WHAT TO WORK ON — Copy out all of the listing below word for word, but leave out the pictures.
** BEGIN **
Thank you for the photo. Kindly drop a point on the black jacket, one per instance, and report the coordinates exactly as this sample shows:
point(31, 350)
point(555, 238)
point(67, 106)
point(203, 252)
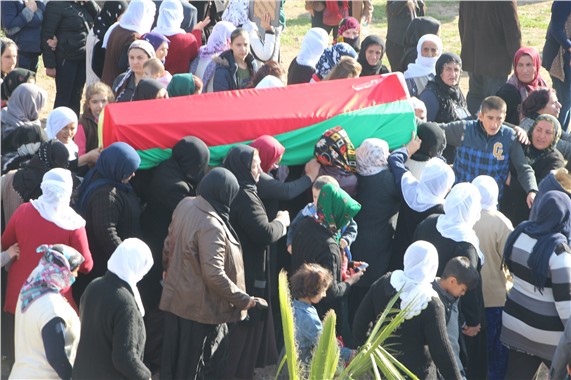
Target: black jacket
point(70, 22)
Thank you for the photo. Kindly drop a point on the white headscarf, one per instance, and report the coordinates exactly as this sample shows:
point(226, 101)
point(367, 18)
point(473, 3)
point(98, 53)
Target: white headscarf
point(139, 17)
point(170, 17)
point(435, 181)
point(488, 188)
point(461, 212)
point(237, 12)
point(270, 81)
point(131, 261)
point(420, 266)
point(372, 156)
point(314, 43)
point(53, 204)
point(424, 66)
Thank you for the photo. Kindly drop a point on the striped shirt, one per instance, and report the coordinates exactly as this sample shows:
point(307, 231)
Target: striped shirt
point(533, 321)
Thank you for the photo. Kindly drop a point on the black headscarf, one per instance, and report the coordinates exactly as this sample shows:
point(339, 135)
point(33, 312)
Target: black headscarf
point(147, 89)
point(15, 78)
point(192, 156)
point(108, 16)
point(433, 141)
point(551, 226)
point(239, 162)
point(52, 154)
point(219, 187)
point(362, 58)
point(417, 28)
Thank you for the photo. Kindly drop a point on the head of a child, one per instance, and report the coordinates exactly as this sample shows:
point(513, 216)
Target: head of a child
point(97, 95)
point(154, 69)
point(321, 181)
point(310, 283)
point(492, 114)
point(459, 276)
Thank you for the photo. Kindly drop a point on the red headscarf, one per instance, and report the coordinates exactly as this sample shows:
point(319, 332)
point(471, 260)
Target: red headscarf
point(270, 151)
point(526, 88)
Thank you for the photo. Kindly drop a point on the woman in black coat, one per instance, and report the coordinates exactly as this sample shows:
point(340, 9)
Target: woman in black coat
point(67, 22)
point(252, 342)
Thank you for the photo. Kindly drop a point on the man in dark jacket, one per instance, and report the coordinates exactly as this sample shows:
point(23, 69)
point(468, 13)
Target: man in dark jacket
point(490, 35)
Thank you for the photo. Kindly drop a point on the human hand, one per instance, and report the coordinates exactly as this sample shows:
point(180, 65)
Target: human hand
point(414, 145)
point(14, 251)
point(51, 72)
point(530, 198)
point(202, 24)
point(312, 169)
point(31, 5)
point(283, 217)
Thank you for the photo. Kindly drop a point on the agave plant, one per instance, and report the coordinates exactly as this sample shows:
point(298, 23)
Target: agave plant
point(372, 358)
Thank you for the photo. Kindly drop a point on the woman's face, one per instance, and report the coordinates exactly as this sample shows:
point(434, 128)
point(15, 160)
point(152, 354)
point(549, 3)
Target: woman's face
point(162, 51)
point(67, 134)
point(97, 103)
point(542, 135)
point(137, 59)
point(240, 47)
point(552, 107)
point(373, 54)
point(256, 168)
point(451, 74)
point(525, 70)
point(9, 59)
point(429, 49)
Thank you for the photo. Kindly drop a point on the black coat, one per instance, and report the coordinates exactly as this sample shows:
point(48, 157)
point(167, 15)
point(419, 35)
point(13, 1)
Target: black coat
point(421, 343)
point(112, 333)
point(70, 22)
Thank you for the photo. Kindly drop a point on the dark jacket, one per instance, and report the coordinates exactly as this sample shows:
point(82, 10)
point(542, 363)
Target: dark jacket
point(490, 36)
point(225, 76)
point(112, 333)
point(70, 22)
point(22, 25)
point(421, 343)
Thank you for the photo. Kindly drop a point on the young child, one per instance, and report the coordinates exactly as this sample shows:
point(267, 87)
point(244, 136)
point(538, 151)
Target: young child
point(154, 69)
point(309, 285)
point(458, 277)
point(348, 234)
point(97, 96)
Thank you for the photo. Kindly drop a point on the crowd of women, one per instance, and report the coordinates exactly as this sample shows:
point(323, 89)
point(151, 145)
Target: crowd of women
point(175, 269)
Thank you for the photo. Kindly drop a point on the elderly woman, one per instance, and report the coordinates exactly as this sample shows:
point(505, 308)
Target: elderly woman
point(542, 156)
point(47, 327)
point(538, 304)
point(200, 301)
point(109, 205)
point(112, 329)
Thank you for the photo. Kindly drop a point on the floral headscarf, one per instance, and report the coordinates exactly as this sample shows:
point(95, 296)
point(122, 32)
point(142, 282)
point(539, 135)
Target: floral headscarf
point(334, 148)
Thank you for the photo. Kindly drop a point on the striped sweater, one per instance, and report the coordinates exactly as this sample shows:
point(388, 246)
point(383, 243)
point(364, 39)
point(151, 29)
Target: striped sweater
point(533, 321)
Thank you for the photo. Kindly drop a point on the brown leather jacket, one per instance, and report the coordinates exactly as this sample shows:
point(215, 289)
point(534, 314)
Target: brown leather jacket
point(204, 279)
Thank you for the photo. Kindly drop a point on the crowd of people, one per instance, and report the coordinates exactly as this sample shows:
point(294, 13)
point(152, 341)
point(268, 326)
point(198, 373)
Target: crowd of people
** END **
REPLY —
Thank you for the photo. Kindly drop a point on the black jacket, one per instance, and report the coordinates exactly as this sample shows:
point(31, 350)
point(555, 238)
point(67, 106)
point(203, 252)
Target: black jacket
point(70, 22)
Thank you for the photo. Kindly drop a point on the white headscarf, one per instance, and report the coordinates exactly as this sample shows:
point(226, 101)
point(367, 18)
point(473, 3)
point(98, 53)
Target: white headscarf
point(139, 17)
point(170, 17)
point(435, 181)
point(488, 188)
point(461, 212)
point(237, 12)
point(270, 81)
point(131, 261)
point(420, 266)
point(372, 156)
point(314, 43)
point(53, 204)
point(424, 66)
Thank you for the photo. Kindly drop a point on the striped shirt, one per instance, and report the coordinates exactly as this sample shows:
point(307, 231)
Target: striped shirt
point(533, 321)
Thank you for the photo. Kindly drop a point on the black headscarf, one per instance, and report the coordinates exactly as this sample shows:
point(339, 135)
point(33, 312)
Target: black headscarf
point(147, 89)
point(15, 78)
point(192, 156)
point(108, 16)
point(433, 141)
point(551, 226)
point(239, 162)
point(52, 154)
point(219, 187)
point(362, 58)
point(417, 28)
Thank you for the photo. Kindly drop a point on the head of a child, one per instance, and report the coordinates exactly as this sample shows:
point(513, 216)
Target: head of a child
point(97, 95)
point(154, 69)
point(321, 181)
point(310, 283)
point(492, 114)
point(459, 276)
Thank you for the photo. Kindly drop a point on the red headscarf, one per instance, and report the coordinates exactly as this sample shows:
point(319, 332)
point(471, 260)
Target: red headscarf
point(270, 151)
point(526, 88)
Thank you for the photo. Kindly drop a point on the woman in black coat, one per instance, and report the coordinates exactly as this sample shows:
point(340, 9)
Target: woman in black coat
point(67, 22)
point(252, 342)
Thank you for the photo. Kindly drop a point on the man in dark jacket, one per instance, and report the coordinates exactly as this sample shows:
point(23, 69)
point(468, 13)
Target: man in dark jacket
point(490, 35)
Thank you for the photo. Kindly drop a point on the human hand, one per instance, and report the coordinates exactly as this sample shows:
point(180, 65)
Target: human hand
point(414, 145)
point(14, 251)
point(51, 72)
point(530, 198)
point(202, 24)
point(312, 169)
point(31, 5)
point(283, 217)
Thank you for the photo. Kindly drop a point on the agave plant, one per instance, and report the coordinates exactly as this sample shows:
point(298, 23)
Target: agave plant
point(372, 358)
Thank you for the photo. Kindly drop a point on the woman's face, one per instance, and report the coordinates exactly as this sample shows:
point(434, 128)
point(15, 160)
point(152, 354)
point(549, 3)
Target: woman's face
point(162, 51)
point(67, 134)
point(97, 103)
point(542, 135)
point(137, 59)
point(240, 47)
point(552, 107)
point(373, 54)
point(256, 168)
point(451, 74)
point(525, 70)
point(9, 59)
point(429, 49)
Thank you for the photo. Kindly drop a point on the black coat, one per instance, and report the coordinates exactly as this sample shows:
point(48, 157)
point(167, 15)
point(419, 35)
point(13, 1)
Target: black coat
point(421, 343)
point(112, 333)
point(70, 22)
Thank you for the photo. Kindly drop a point on the dark jacket, one per instance, and report the coordinates exactly as this sample shows:
point(82, 10)
point(542, 363)
Target: dark jacket
point(490, 36)
point(225, 76)
point(112, 333)
point(70, 22)
point(22, 25)
point(421, 343)
Thank you for the photo. Kindly drop a point on the young child, one per instance, and report the coordinates exactly as this sample shows:
point(267, 87)
point(244, 136)
point(538, 151)
Target: young child
point(154, 69)
point(309, 285)
point(458, 277)
point(348, 234)
point(97, 96)
Thank you for the photo. Kindly drop a point on the crowd of women, one per instance, and report the coordinates exactly as this sample shows:
point(323, 89)
point(151, 145)
Target: crowd of women
point(175, 269)
Thank you for the photo. Kindly drop a point on the elderly woman, one per instance, and report the coordinates exactly as this sample shows:
point(505, 308)
Target: elderly woman
point(542, 156)
point(47, 327)
point(538, 304)
point(200, 301)
point(109, 205)
point(112, 329)
Thank you for the photo. Kindly drop a point on the floral headscarf, one per instance, and report the coordinates exactly as this sample shows:
point(95, 296)
point(122, 32)
point(142, 282)
point(539, 135)
Target: floral headscarf
point(334, 148)
Thank you for the photo. Kindly drop a point on the striped sweater, one per instance, and report the coordinates exactly as this sample shows:
point(388, 246)
point(383, 243)
point(364, 39)
point(151, 29)
Target: striped sweater
point(533, 321)
Thank you for the photo. Kindly drop a point on the brown leather jacket, one per instance, and report the coordinates exactly as this sample shows:
point(215, 289)
point(534, 314)
Target: brown leather jacket
point(204, 279)
Thank you for the photo. Kindly drop a point on the crowd of people, one per instance, and report the coordinates exactly as this sample shows:
point(294, 13)
point(152, 341)
point(268, 326)
point(198, 373)
Target: crowd of people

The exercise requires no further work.